- _Assigned task_: All the lines below need to be transcribed exactly. Pictures get left out.
┏━━
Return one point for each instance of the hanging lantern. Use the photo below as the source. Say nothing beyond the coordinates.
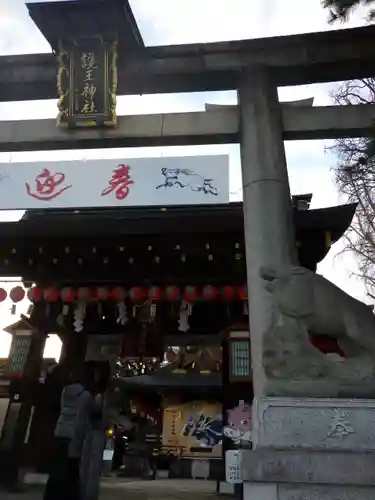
(242, 292)
(101, 293)
(190, 294)
(228, 293)
(172, 293)
(35, 294)
(118, 294)
(209, 293)
(83, 293)
(67, 294)
(17, 294)
(51, 294)
(154, 293)
(3, 294)
(136, 293)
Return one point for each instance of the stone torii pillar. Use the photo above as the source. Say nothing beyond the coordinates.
┗━━
- _Result below_:
Return one point for each instance of the hanging lantern. Use the photo below as the source. Say nothing beyond the coordinates.
(242, 292)
(101, 293)
(190, 294)
(228, 293)
(172, 293)
(35, 294)
(118, 294)
(209, 293)
(83, 293)
(67, 294)
(17, 294)
(51, 294)
(154, 293)
(3, 294)
(136, 293)
Return one point for each instance of the stone torii pillar. Use the photo above as the source. Say nothing beyond the coordinates.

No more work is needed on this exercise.